- _GOAL A_:
In the court order below, what was the plaintiff's job with Forno Enterprises, Inc.?
- _GOAL B_:
Reproduce the part of the court order starting with "Ordered that the" and going on through "pile of debris.".

- _EXCERPT PROVIDED_:

- - - - - - -

In an action to recover damages for personal injuries, etc., the plaintiffs appeal, as limited by their brief, from so much of an order of the Supreme Court, Putnam County (O’Rourke, J.), dated July 5, 2007, as granted those branches of the defendants’ motion which were for summary judgment dismissing their Labor Law § 241 (6) cause of action, and their Labor Law § 200 causes of action insofar as asserted against the defendant Fratello Construction Company.
Ordered that the order is reversed insofar as appealed from, on the law, with costs, and those branches of the defendants’ motion which were for summary judgment dismissing the plaintiffs’ Labor Law § 241 (6) cause of action and their Labor Law § 200 causes of action insofar as asserted against the defendant Fratello Construction Company are denied.
The plaintiff Jimmy C. Lane (hereinafter the plaintiff) was employed by Forno Enterprises, Inc., as a glazier, and was working at a construction site owned by the defendant County of Putnam (hereinafter the County) where the defendant Fratello Construction Company (hereinafter Fratello) served as the general or prime contractor. He allegedly was injured when, while walking on the outside of the building to assist in the installation of a window, he tripped and fell over a brick in a pile of debris.

- - - - - - -

Region annotation entries:
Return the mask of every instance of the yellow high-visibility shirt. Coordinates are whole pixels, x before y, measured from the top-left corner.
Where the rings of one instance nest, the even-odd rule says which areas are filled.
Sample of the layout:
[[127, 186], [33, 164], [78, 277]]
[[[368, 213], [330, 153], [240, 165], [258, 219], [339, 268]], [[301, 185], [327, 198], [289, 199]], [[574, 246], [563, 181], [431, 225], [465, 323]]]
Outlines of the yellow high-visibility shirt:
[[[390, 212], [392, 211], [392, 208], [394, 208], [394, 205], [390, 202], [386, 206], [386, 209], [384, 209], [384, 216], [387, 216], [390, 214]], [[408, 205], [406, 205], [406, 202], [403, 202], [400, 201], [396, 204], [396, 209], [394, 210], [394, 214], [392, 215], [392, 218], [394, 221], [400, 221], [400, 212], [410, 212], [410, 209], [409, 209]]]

- - - - - - -

- _CORRECT RESPONSE A_:
He was a glazier.

- _CORRECT RESPONSE B_:
Ordered that the order is reversed insofar as appealed from, on the law, with costs, and those branches of the defendants’ motion which were for summary judgment dismissing the plaintiffs’ Labor Law § 241 (6) cause of action and their Labor Law § 200 causes of action insofar as asserted against the defendant Fratello Construction Company are denied.
The plaintiff Jimmy C. Lane (hereinafter the plaintiff) was employed by Forno Enterprises, Inc., as a glazier, and was working at a construction site owned by the defendant County of Putnam (hereinafter the County) where the defendant Fratello Construction Company (hereinafter Fratello) served as the general or prime contractor. He allegedly was injured when, while walking on the outside of the building to assist in the installation of a window, he tripped and fell over a brick in a pile of debris.